◆ TEXTO DE LA PÁGINA
******************************
Lima, 11 de octubre de 2016.       

sábado, 8 de octubre de 2016

Revisitando el País de Jauja

     Después de veinte años, he releído con inmenso fervor la emblemática novela que se ha constituido en el santo y seña de la jaujinidad: País de Jauja (PEISA, 1993), del reconocido escritor Edgardo Rivera Martínez (Jauja, 1933). Por un momento me asaltó la idea de que, con el transcurso del tiempo, su poder de seducción se hubiese deteriorado, y por tanto perdido esa magia encantatoria que hace dos décadas me mantuvo en estado de éxtasis recorriendo sus páginas como si recorriera las calles del viejo terruño impregnado de tantísimos recuerdos y vivencias.
     Pero no, al avanzar las primeras páginas caí nuevamente bajo el hechizo de su brujería  narrativa; era otro, sin duda, el libro que leía, como otro era quien lo hacía, pues evidentemente en todo este tiempo pasado ambos habíamos experimentado los rigores de las naturales mudanzas de la existencia, expresado en aquel famoso aforismo de Heráclito de que nadie se baña dos veces en el mismo río. Mucha agua había corrido desde entonces bajo el puente de los años que la experiencia de este reencuentro ha sido verdaderamente novedoso.
     La historia de Claudio Alaya Manrique, un adolescente de 15 años que pasa sus vacaciones escolares cumpliendo determinados ritos de iniciación, que serán fundamentales para su educación sentimental como para su vocación de artista, atrapa al lector lenta pero seguramente. Tenemos lo que Joyce llamaría un retrato del artista adolescente, oscilando entre las pasiones por la música y por las letras, dilema feliz que el personaje vive en una suerte de gozo perpetuo. Estudia piano con su madre, transcribiendo juntos la música –huaynos y yaravíes– dejada por su abuelo, y luego asiste donde la maestra Mercedes Chávarri para perfeccionar su aprendizaje. Lee simultáneamente La Ilíada, que su hermano Abelardo ha escogido para él, lectura que impregnará su imaginación de los mitos griegos que luego cotejará con los andinos que alguna vez escuchara de labios de Marcelina. Conviven así, en la narración, el mito del minotauro y el de los amarus en feliz armonía, símbolo de ese sincretismo cultural que recorre toda la obra.
******************************
◆ MUESTRAS DE DATOS
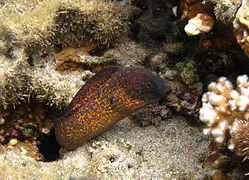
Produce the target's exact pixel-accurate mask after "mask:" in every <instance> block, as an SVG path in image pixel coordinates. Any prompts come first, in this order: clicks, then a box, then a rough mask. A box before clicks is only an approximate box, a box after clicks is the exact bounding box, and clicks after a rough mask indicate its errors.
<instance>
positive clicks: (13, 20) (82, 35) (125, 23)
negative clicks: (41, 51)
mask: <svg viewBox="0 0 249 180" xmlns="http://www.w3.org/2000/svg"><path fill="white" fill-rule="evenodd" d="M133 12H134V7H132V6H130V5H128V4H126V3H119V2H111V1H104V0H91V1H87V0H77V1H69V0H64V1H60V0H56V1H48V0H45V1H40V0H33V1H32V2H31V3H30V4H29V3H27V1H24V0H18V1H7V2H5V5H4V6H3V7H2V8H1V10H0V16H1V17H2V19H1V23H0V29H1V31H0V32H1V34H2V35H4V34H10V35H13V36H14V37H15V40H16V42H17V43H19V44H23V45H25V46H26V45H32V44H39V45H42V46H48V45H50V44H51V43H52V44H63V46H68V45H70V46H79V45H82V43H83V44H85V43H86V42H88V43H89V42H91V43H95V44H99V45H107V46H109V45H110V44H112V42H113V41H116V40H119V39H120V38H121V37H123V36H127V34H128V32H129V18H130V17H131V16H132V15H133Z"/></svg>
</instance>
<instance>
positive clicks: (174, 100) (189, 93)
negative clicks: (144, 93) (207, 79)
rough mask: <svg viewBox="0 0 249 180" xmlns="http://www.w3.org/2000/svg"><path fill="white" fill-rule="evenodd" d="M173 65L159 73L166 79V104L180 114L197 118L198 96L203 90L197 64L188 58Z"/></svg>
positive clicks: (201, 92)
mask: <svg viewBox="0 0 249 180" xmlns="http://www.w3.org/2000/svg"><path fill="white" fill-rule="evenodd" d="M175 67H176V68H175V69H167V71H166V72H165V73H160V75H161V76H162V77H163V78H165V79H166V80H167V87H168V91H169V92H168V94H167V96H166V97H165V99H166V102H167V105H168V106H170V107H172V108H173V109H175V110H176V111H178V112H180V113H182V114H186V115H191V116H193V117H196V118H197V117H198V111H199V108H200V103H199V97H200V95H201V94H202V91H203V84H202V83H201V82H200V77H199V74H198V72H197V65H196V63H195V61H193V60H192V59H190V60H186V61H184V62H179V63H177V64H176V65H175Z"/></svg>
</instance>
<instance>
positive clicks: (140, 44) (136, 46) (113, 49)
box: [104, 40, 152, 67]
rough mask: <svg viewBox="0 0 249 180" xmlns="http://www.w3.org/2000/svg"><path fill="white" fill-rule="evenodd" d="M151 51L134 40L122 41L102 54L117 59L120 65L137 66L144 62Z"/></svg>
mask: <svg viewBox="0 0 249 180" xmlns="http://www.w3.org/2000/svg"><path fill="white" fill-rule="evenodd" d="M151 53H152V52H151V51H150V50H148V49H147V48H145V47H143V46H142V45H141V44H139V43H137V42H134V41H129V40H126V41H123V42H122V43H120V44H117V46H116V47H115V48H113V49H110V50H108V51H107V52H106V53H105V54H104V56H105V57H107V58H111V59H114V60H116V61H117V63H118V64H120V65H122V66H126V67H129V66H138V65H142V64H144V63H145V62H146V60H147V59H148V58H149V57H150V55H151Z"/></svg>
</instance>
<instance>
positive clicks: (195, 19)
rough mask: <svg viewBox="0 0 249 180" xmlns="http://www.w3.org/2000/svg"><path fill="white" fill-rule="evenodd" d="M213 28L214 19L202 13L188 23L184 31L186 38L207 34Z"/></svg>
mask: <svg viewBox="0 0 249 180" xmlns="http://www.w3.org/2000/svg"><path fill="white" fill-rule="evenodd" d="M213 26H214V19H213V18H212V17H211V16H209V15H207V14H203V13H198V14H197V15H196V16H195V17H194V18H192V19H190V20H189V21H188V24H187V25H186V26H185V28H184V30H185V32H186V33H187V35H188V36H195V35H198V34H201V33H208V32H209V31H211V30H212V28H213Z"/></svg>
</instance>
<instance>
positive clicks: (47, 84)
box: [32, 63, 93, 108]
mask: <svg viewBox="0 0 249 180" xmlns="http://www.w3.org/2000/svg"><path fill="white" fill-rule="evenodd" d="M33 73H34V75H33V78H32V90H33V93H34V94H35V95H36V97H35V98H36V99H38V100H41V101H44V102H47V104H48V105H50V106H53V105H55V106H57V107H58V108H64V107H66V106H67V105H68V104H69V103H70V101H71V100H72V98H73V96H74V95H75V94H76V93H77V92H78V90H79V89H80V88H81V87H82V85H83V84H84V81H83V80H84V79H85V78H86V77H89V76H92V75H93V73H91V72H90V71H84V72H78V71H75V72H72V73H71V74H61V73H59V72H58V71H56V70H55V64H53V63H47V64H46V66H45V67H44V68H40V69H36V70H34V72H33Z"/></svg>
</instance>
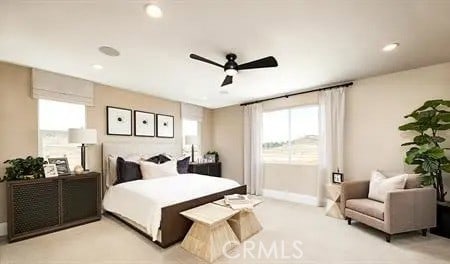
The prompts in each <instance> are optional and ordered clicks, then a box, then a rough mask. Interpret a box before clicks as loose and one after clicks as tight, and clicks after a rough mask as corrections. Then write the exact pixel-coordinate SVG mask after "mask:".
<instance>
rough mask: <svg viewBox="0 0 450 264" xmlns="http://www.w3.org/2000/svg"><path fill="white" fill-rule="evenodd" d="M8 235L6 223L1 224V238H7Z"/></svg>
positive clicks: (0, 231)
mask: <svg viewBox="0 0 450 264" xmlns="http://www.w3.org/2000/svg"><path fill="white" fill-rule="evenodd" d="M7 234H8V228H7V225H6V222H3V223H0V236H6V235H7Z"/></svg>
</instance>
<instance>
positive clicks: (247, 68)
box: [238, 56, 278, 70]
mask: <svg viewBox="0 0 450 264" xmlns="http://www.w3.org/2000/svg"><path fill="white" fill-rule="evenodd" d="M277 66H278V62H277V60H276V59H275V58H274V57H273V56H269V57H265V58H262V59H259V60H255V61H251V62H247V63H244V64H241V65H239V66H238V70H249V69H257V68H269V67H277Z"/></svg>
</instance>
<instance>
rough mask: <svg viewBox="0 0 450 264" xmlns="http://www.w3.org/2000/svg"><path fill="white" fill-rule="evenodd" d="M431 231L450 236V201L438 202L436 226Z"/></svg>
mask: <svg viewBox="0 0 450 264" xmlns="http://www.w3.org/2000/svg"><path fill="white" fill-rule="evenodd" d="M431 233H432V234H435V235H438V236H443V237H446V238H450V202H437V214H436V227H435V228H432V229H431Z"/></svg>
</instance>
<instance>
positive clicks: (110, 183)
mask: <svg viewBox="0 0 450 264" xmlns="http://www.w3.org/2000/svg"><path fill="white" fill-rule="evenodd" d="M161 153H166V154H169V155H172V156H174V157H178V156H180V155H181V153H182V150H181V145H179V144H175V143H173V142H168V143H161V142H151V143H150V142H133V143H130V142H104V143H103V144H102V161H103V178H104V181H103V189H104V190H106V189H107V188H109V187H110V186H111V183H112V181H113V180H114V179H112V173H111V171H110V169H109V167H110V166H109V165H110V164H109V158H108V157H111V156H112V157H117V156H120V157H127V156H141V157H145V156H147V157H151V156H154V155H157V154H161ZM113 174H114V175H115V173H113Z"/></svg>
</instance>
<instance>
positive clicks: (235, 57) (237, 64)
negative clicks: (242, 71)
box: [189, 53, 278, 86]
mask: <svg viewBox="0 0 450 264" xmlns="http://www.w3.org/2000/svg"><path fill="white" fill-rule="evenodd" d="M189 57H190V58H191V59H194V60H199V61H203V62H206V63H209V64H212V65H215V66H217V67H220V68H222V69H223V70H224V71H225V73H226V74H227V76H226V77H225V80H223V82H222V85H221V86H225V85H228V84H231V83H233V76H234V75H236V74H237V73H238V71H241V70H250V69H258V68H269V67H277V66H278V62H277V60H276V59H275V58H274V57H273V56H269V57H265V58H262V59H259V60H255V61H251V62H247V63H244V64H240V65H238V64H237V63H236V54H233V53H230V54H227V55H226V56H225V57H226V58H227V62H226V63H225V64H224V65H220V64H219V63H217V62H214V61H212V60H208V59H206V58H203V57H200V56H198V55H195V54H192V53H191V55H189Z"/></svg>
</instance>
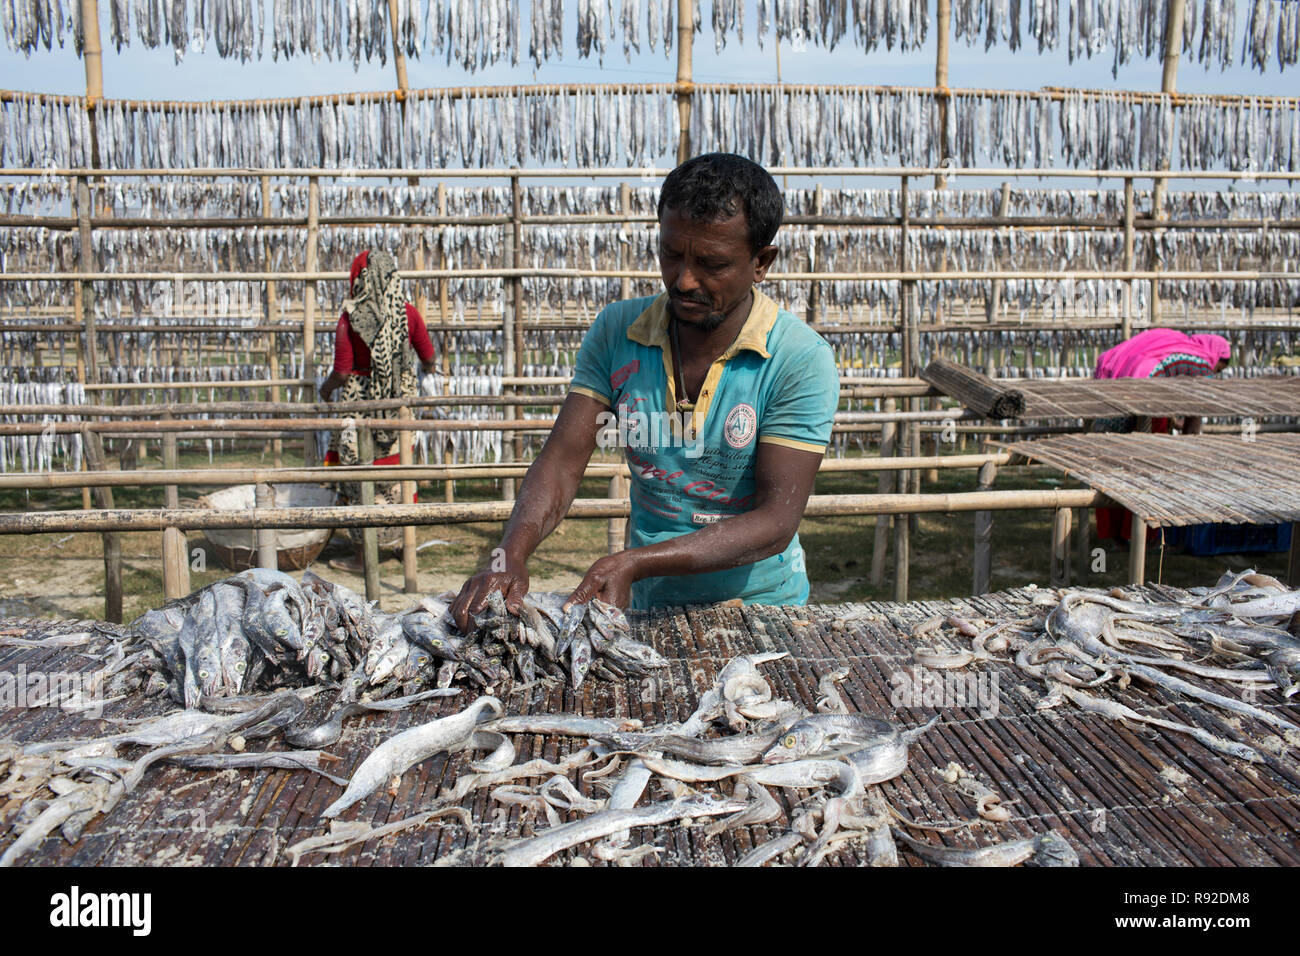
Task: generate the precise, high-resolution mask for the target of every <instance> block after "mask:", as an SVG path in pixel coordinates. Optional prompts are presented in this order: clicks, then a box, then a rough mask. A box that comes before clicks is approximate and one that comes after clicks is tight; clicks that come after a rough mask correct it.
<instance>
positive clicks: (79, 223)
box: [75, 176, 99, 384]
******************************
◆ QUÉ DEBE HACER
1. Responda, con base en la reseña sobre País de Jauja, a las siguientes preguntas:
(a) ¿Cuántos años transcurrieron antes de que se releyera la novela?
(b) ¿Qué edad tiene Claudio Alaya Manrique?
(c) ¿Qué obra escogió para él su hermano Abelardo?
2. Continúe la reseña sobre País de Jauja a partir de su última oración.

◆ PROBLEMAS RESUELTOS
1.
(a) Veinte años.
(b) Quince años.
(c) La Ilíada.

2.
     Una galería de personajes singulares pueblan la novela con sus variopintas y excéntricas ocupaciones, como por ejemplo el carpintero Fox Caro, comerciante de ataúdes y poseedor de una oratoria místico-poética con alusiones a una “esotérica versión del sermón de la montaña”; o Cristóforo Palomino, Palomeque, peluquero, enjalmador y latinista; o Mitrídates, limeño, expósito y guardián del mortuorio del hospital; o Zoraida Awapara, joven viuda de perturbadora belleza y sensualidad que impresiona los sentidos de Claudio y de sus amigos; o Elena Oyanguren, joven paciente del sanatorio que deslumbra por su exótica belleza; y así se van añadiendo otros personajes secundarios que le dan color y diversidad al relato.
     En la narración se intercalan las notas del protagonista, los relatos de Marcelina y las cartas de Leonor, la modesta muchachita del pueblo de Yauli que ha despertado los sentimientos amorosos de nuestro protagonista. También están las cartas de Laurita, la hermana de Claudio que vive en Lima donde estudia pintura en Bellas Artes. Su hermano mayor, Abelardo, ha dejado sus estudios de derecho en San Marcos y trabaja como bibliotecario en el Concejo Municipal. Sus padres son el maestro Eduardo Alaya, fallecido luchador social y simpatizante de la izquierda, y la dama Laura Manrique, hija del que fuera organista de la Iglesia Matriz don Baltazar José Manrique. Vive con ellos su tía Marisa, maestra soltera con un agudo sentido del humor, y con quien Claudio pone constantemente a prueba su paciencia y su sentido de tolerancia.
     Pero en medio de esta atmósfera de diáfana y optimista alegría, un hecho sombrío destaca en segundo plano, una tragedia que se nos va revelando a través de los testimonios involuntarios e incoherentes que las viejas tías Euristela e Ismena realizan cada vez que Claudio las visita a pedido de su madre. La misteriosa historia de la hacienda en Yanasmayo, y de los sucesos que involucraron a un tal Antenor o Agenor, al hacendado  y a sus hijas, va alimentando la intriga del lector hasta el cruel desenlace donde el mismo Antenor, desde las sombras, relata cómo fue que su propio padre –José María de los Heros– acabó con su vida por empeñarse en amar a su medio hermana, Euristela, a pesar de que él no lo sabía hasta ese momento crucial que precipita su muerte. Luego el incendio, provocado para esconder el crimen, y su entierro en Raupi, al pie de las chullpas o torres fúnebres de los pobladores xauxas.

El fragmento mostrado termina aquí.